◆ Exercise brief ◆
Rescale the lines below, starting at the line that has "Query: person in dark jacket" and continuing through the end of the records. Write out every one of those lines again, requests included, but multiply each point coordinate in the answers by 2.1 and round to the nearest whole number, with halves rounding up, and leave the pictures out.

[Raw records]
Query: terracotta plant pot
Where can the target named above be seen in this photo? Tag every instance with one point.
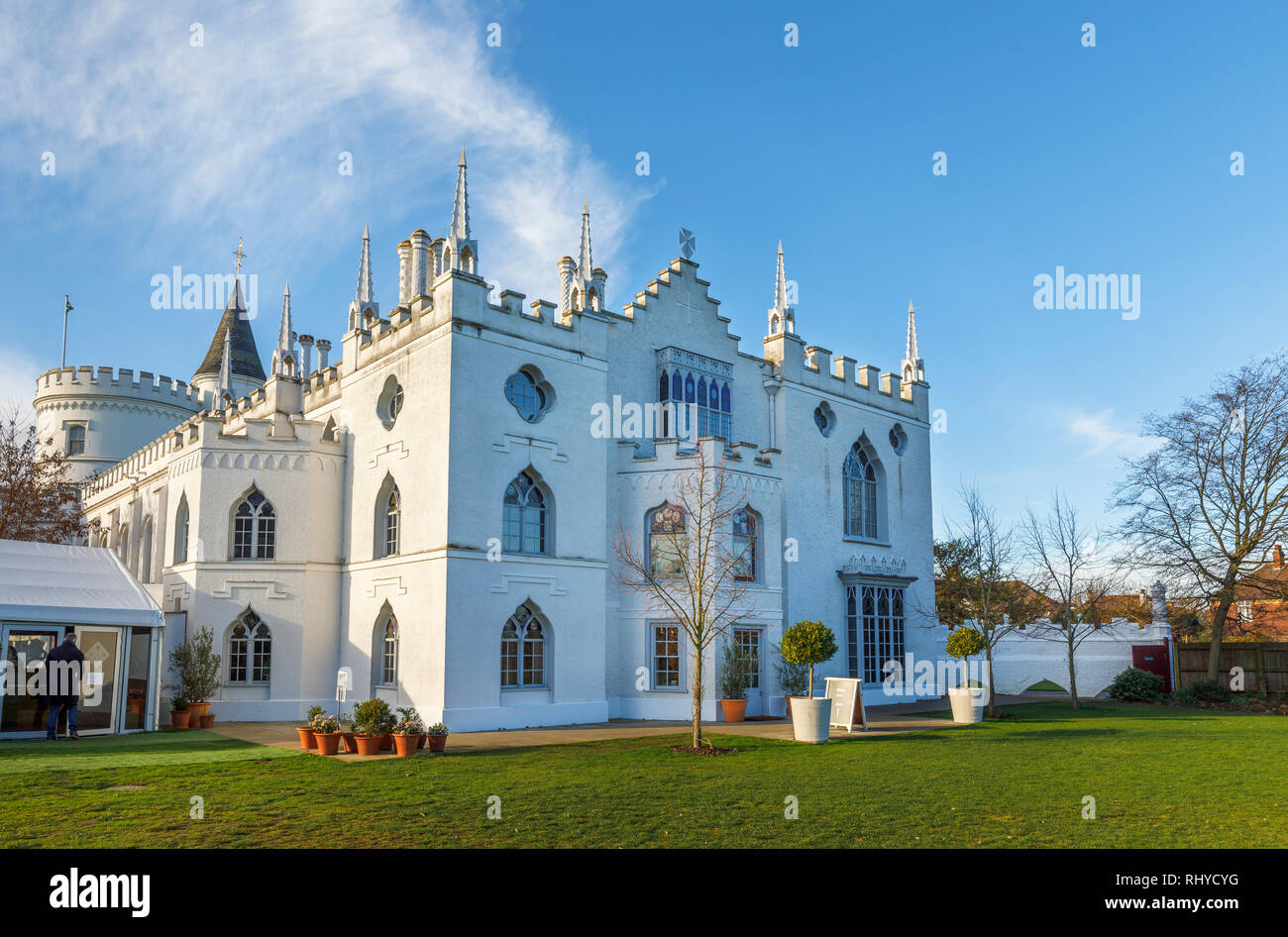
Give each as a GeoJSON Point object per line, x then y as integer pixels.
{"type": "Point", "coordinates": [733, 709]}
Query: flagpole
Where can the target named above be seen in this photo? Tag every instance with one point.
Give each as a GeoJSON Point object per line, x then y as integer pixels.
{"type": "Point", "coordinates": [67, 308]}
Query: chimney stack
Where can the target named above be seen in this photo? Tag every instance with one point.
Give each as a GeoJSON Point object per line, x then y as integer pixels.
{"type": "Point", "coordinates": [305, 356]}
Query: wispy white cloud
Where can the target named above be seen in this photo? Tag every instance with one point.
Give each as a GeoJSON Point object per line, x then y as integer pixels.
{"type": "Point", "coordinates": [244, 133]}
{"type": "Point", "coordinates": [1102, 434]}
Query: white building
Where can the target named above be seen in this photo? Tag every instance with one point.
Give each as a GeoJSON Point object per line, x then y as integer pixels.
{"type": "Point", "coordinates": [434, 511]}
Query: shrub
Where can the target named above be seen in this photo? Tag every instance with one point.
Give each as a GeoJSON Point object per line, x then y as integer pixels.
{"type": "Point", "coordinates": [325, 723]}
{"type": "Point", "coordinates": [1136, 684]}
{"type": "Point", "coordinates": [410, 722]}
{"type": "Point", "coordinates": [793, 677]}
{"type": "Point", "coordinates": [373, 717]}
{"type": "Point", "coordinates": [964, 643]}
{"type": "Point", "coordinates": [196, 667]}
{"type": "Point", "coordinates": [809, 644]}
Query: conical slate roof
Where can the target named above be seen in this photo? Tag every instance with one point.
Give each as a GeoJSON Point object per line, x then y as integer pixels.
{"type": "Point", "coordinates": [246, 362]}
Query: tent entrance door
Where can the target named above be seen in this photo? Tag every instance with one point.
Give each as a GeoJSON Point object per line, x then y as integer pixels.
{"type": "Point", "coordinates": [101, 646]}
{"type": "Point", "coordinates": [25, 709]}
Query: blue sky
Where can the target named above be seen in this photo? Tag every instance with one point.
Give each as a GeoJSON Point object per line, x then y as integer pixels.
{"type": "Point", "coordinates": [1113, 158]}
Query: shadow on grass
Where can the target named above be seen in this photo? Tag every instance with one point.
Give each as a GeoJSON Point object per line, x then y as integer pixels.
{"type": "Point", "coordinates": [165, 747]}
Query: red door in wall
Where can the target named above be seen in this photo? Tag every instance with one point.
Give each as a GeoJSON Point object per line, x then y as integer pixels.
{"type": "Point", "coordinates": [1153, 658]}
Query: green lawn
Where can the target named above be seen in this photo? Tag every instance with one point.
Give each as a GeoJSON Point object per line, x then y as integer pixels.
{"type": "Point", "coordinates": [1160, 778]}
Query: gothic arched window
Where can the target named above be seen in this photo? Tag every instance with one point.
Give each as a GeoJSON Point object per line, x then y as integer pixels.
{"type": "Point", "coordinates": [746, 532]}
{"type": "Point", "coordinates": [180, 531]}
{"type": "Point", "coordinates": [250, 650]}
{"type": "Point", "coordinates": [523, 516]}
{"type": "Point", "coordinates": [389, 653]}
{"type": "Point", "coordinates": [254, 528]}
{"type": "Point", "coordinates": [666, 540]}
{"type": "Point", "coordinates": [861, 493]}
{"type": "Point", "coordinates": [146, 551]}
{"type": "Point", "coordinates": [523, 650]}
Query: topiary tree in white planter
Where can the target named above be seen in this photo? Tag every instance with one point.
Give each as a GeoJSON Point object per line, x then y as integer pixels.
{"type": "Point", "coordinates": [809, 644]}
{"type": "Point", "coordinates": [962, 644]}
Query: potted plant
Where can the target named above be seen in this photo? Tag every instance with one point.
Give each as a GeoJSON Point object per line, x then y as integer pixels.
{"type": "Point", "coordinates": [407, 731]}
{"type": "Point", "coordinates": [372, 721]}
{"type": "Point", "coordinates": [734, 679]}
{"type": "Point", "coordinates": [196, 669]}
{"type": "Point", "coordinates": [307, 739]}
{"type": "Point", "coordinates": [437, 736]}
{"type": "Point", "coordinates": [809, 644]}
{"type": "Point", "coordinates": [347, 736]}
{"type": "Point", "coordinates": [179, 714]}
{"type": "Point", "coordinates": [410, 713]}
{"type": "Point", "coordinates": [793, 677]}
{"type": "Point", "coordinates": [326, 731]}
{"type": "Point", "coordinates": [967, 701]}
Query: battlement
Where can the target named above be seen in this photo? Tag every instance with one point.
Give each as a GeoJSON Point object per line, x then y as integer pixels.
{"type": "Point", "coordinates": [138, 465]}
{"type": "Point", "coordinates": [120, 382]}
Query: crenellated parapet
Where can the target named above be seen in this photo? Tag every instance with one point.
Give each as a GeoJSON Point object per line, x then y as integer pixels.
{"type": "Point", "coordinates": [119, 382]}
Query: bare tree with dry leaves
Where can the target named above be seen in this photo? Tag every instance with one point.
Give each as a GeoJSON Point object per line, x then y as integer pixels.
{"type": "Point", "coordinates": [977, 576]}
{"type": "Point", "coordinates": [1065, 558]}
{"type": "Point", "coordinates": [1206, 506]}
{"type": "Point", "coordinates": [688, 567]}
{"type": "Point", "coordinates": [38, 502]}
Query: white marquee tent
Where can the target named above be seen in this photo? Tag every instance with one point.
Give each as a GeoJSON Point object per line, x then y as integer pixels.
{"type": "Point", "coordinates": [51, 589]}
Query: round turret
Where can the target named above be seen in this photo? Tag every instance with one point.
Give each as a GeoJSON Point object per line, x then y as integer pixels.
{"type": "Point", "coordinates": [99, 416]}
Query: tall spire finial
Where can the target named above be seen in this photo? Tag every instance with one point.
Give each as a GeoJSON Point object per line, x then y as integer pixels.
{"type": "Point", "coordinates": [911, 352]}
{"type": "Point", "coordinates": [364, 291]}
{"type": "Point", "coordinates": [462, 203]}
{"type": "Point", "coordinates": [284, 339]}
{"type": "Point", "coordinates": [584, 264]}
{"type": "Point", "coordinates": [913, 368]}
{"type": "Point", "coordinates": [781, 283]}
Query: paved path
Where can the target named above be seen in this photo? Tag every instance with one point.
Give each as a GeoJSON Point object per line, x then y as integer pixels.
{"type": "Point", "coordinates": [887, 720]}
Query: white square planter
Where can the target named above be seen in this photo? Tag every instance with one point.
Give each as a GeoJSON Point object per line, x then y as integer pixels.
{"type": "Point", "coordinates": [967, 704]}
{"type": "Point", "coordinates": [810, 717]}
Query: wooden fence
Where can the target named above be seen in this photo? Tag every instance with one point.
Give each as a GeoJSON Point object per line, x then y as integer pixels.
{"type": "Point", "coordinates": [1265, 663]}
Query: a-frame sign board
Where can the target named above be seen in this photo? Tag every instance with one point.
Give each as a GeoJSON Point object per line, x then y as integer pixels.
{"type": "Point", "coordinates": [846, 695]}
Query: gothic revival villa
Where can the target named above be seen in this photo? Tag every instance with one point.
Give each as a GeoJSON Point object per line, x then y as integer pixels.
{"type": "Point", "coordinates": [434, 511]}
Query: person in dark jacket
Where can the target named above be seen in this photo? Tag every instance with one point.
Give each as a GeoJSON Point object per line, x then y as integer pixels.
{"type": "Point", "coordinates": [63, 669]}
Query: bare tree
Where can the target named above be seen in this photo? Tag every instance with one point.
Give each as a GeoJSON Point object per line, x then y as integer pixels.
{"type": "Point", "coordinates": [979, 576]}
{"type": "Point", "coordinates": [1065, 555]}
{"type": "Point", "coordinates": [38, 502]}
{"type": "Point", "coordinates": [688, 568]}
{"type": "Point", "coordinates": [1211, 499]}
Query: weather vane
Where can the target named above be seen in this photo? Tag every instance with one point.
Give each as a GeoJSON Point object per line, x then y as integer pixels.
{"type": "Point", "coordinates": [688, 244]}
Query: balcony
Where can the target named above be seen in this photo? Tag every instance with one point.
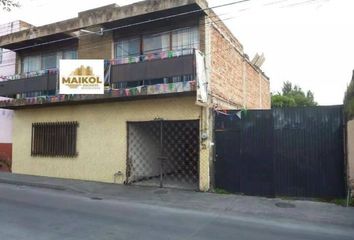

◆ Result of the task ◆
Query: person in dark jacket
Where can the target named above be seen in this photo? Tag every instance with one point.
Give each as a GeoJSON Point object per line, x then y as integer pixels.
{"type": "Point", "coordinates": [132, 1405]}
Query: bare tree
Where can the target named above be seen in this photo? Tag every instance with one point.
Give each as a GeoJSON Point object per line, x then y as integer pixels.
{"type": "Point", "coordinates": [2056, 1210]}
{"type": "Point", "coordinates": [2237, 1166]}
{"type": "Point", "coordinates": [80, 1054]}
{"type": "Point", "coordinates": [1445, 1193]}
{"type": "Point", "coordinates": [2543, 1048]}
Query: weather vane
Where can the target named above be seen in this photo? Tag every instance with one point.
Give each as a GeoJSON Point object per line, x then y as integer pixels.
{"type": "Point", "coordinates": [1445, 512]}
Query: balcony
Where can the target named above be seen in this photo? Tag every instance with one point.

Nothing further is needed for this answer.